> _Stated exercise_
Please format all of the material below as a JSON list of strings, one string per line, with blank lines and the pictures left out.
• • • • •
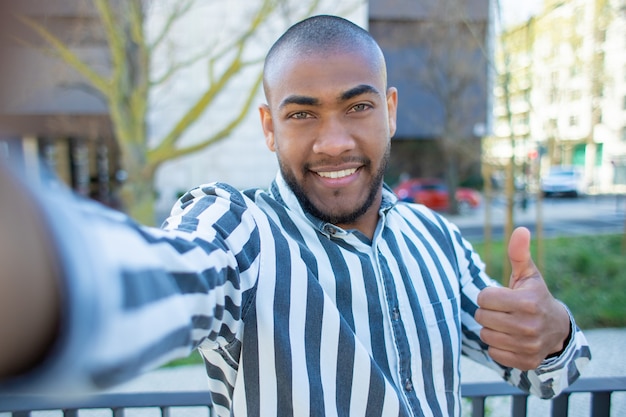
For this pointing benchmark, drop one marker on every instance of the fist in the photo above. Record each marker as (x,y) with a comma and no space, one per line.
(522,324)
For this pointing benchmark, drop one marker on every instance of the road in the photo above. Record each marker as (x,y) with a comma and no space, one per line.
(561,217)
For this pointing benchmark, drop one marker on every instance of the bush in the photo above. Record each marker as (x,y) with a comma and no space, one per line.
(585,272)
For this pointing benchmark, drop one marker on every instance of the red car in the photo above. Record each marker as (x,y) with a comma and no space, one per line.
(433,193)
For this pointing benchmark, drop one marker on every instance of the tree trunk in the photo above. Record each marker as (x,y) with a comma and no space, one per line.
(137,192)
(452,180)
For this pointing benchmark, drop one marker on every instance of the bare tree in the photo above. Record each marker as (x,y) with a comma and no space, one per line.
(453,72)
(133,75)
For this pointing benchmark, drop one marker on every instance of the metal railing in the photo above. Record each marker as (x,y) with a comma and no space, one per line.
(601,390)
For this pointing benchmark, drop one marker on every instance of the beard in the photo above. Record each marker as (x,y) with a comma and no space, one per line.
(337,218)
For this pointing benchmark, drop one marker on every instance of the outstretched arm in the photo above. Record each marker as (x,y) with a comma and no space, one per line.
(29,297)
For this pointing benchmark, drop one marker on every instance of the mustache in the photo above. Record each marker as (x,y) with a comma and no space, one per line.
(329,162)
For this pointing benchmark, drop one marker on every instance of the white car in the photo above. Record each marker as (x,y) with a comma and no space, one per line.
(563,181)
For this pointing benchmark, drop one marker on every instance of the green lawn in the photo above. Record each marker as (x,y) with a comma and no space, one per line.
(587,273)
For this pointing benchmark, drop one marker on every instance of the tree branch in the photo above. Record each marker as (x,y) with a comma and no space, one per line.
(161,154)
(66,54)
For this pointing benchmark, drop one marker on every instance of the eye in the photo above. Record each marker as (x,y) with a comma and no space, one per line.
(300,115)
(359,108)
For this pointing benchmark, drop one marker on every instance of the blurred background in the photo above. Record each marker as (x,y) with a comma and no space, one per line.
(134,102)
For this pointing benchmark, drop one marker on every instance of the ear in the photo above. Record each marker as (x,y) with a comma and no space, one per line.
(392,106)
(268,126)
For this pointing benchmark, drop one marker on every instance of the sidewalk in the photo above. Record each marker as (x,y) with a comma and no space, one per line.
(551,209)
(607,347)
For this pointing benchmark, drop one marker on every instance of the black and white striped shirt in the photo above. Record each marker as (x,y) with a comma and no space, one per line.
(293,316)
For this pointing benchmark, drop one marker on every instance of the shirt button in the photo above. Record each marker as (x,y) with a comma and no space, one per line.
(408,385)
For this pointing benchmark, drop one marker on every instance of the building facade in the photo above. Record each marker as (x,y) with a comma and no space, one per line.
(561,91)
(438,56)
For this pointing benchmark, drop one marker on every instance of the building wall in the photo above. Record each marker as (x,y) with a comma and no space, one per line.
(576,91)
(242,159)
(438,55)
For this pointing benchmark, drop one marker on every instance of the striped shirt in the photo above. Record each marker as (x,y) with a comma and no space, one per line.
(293,316)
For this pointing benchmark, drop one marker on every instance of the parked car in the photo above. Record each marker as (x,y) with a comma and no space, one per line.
(433,193)
(563,181)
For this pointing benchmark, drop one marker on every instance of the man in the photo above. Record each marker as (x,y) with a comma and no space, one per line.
(322,296)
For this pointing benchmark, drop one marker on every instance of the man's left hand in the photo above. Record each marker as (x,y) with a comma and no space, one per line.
(522,324)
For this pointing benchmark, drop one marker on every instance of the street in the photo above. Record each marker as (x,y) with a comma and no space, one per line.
(560,217)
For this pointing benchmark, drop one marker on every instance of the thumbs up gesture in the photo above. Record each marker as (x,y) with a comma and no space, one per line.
(522,324)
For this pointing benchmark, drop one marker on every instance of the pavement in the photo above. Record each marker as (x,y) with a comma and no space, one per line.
• • • • •
> _Answer below_
[
  "For this pointing benchmark, drop one marker on every instance of the fist in the photo above. Record each marker as (x,y) with a comma and no space, one per line.",
  "(522,324)",
  "For this pointing benchmark, drop one marker on every instance of the road in the photo above. Record each marker as (x,y) with a comma and no space, one per line.",
  "(561,217)",
  "For this pointing benchmark, drop one marker on every instance of the bush in the photo above. Record each marker as (x,y) with a comma and no space, one per line.",
  "(585,272)",
  "For this pointing benchmark, drop one marker on every instance of the red car in the photo above. Record each marker as (x,y) with a comma and no space, one per line.",
  "(433,193)",
  "For this pointing benchmark, drop one marker on every instance of the tree trunk in the photo above. Record each marker as (x,y) with a comma and no space, one per line.",
  "(137,192)",
  "(452,180)",
  "For this pointing benchmark, drop one marker on every instance of the bare tree in the photo above. Record each marker as (x,y) with a comma and no space, one per line.",
  "(453,72)",
  "(133,75)",
  "For this pointing benchmark, drop one marker on every instance of the metal railing in the photo above. Record each marker as (x,y) with a comma and no space, one per line.",
  "(601,390)",
  "For this pointing benchmark, drop one marker on every instance of the beard in the photo above. Record each marker as (x,y) with a comma and no space, one per line.",
  "(337,218)",
  "For this pointing benchmark, drop one marker on every instance of the outstretched arm in the photo above. Record each marker as (x,y) with a comma and no space, one per line.",
  "(29,297)",
  "For this pointing benchmark, drop one marker on every instance of the mustache in the photo above. Record each marker as (x,y) with a comma and no space, one per line.",
  "(329,162)",
  "For this pointing benchmark, drop one marker on every instance of the white car in the photo above. Record each marker as (x,y) with a comma and no space, one per line.",
  "(563,181)",
  "For this pointing benchmark, drop one marker on every instance of the green lawn in the photo above. Record each marker as (x,y) with a comma and no space, one per line.",
  "(587,273)",
  "For this pointing benchmark, drop one marker on every instance of the tree branch in the photo above. Record each marker as (x,y) with a comma and no space, one per line.",
  "(161,154)",
  "(66,54)",
  "For this pointing benchmark, drop one marker on every instance of the eye in the photo above. Record each marker as (x,y) with a comma and no space, one per line.",
  "(300,115)",
  "(359,108)",
  "For this pointing benchmark, drop one marker on every instance of the blurred background in the photo above. Record each marker as (x,y) with a comma and no space, one per line.",
  "(134,102)",
  "For this pointing benchmark, drop one marker on every instance of the ear in the photo above. Record each marker as (x,y) with a comma and no space, one per line.",
  "(392,106)",
  "(268,126)",
  "For this pointing benchmark, drop one marker on every instance of the sidewalk in the photo above. Record each marker as (x,y) with a comma and no space, one per line.",
  "(551,209)",
  "(607,347)",
  "For this pointing benchmark, drop one marker on every instance of the black and white striped shirt in the photo above. Record each marker as (x,y) with a comma and no space, one per line.",
  "(293,316)",
  "For this pointing benchmark, drop one marker on every instance of the shirt button in the photo above. Record each marker as (x,y) with a comma and no space, one per line.",
  "(408,385)",
  "For this pointing benchmark, drop one marker on every instance of the building facade in the photo above. Record each marker as (x,y) with a comma and no space, one per line.",
  "(561,91)",
  "(438,56)",
  "For this pointing benchmark, drop one marker on every instance of the building wall in the photo above. Record each marker as (x,y) with a comma and no space, one per line.",
  "(576,91)",
  "(242,159)",
  "(438,55)",
  "For this pointing benchmark, drop one marker on every instance of the striped shirt in the photo above. Record each marker as (x,y) with a comma and no space, one per line.",
  "(293,316)",
  "For this pointing benchmark, drop one marker on every instance of the parked car in the photo above. Record each marker as (x,y) with a comma and no space, one per line.",
  "(433,193)",
  "(563,181)",
  "For this pointing benchmark, drop one marker on every instance of the man in the photo above. Record each marker as (x,y) with a comma and no space, one per line.",
  "(322,296)",
  "For this pointing benchmark, drop one marker on every instance of the man's left hand in the photo above. Record each marker as (x,y) with a comma and no space, one per line.",
  "(522,324)",
  "For this pointing benchmark, drop one marker on every instance of the street in the photo above. Record each marker as (x,y) with a comma and no space, one per line.",
  "(560,217)",
  "For this pointing benchmark, drop one marker on every instance of the thumbs up gesture in the photo above. Record each marker as (x,y) with a comma and no space, one per line.",
  "(522,324)",
  "For this pointing benchmark, drop one marker on every instance of the pavement in the photo above. Record each marker as (x,y) with a comma and no space, one per line."
]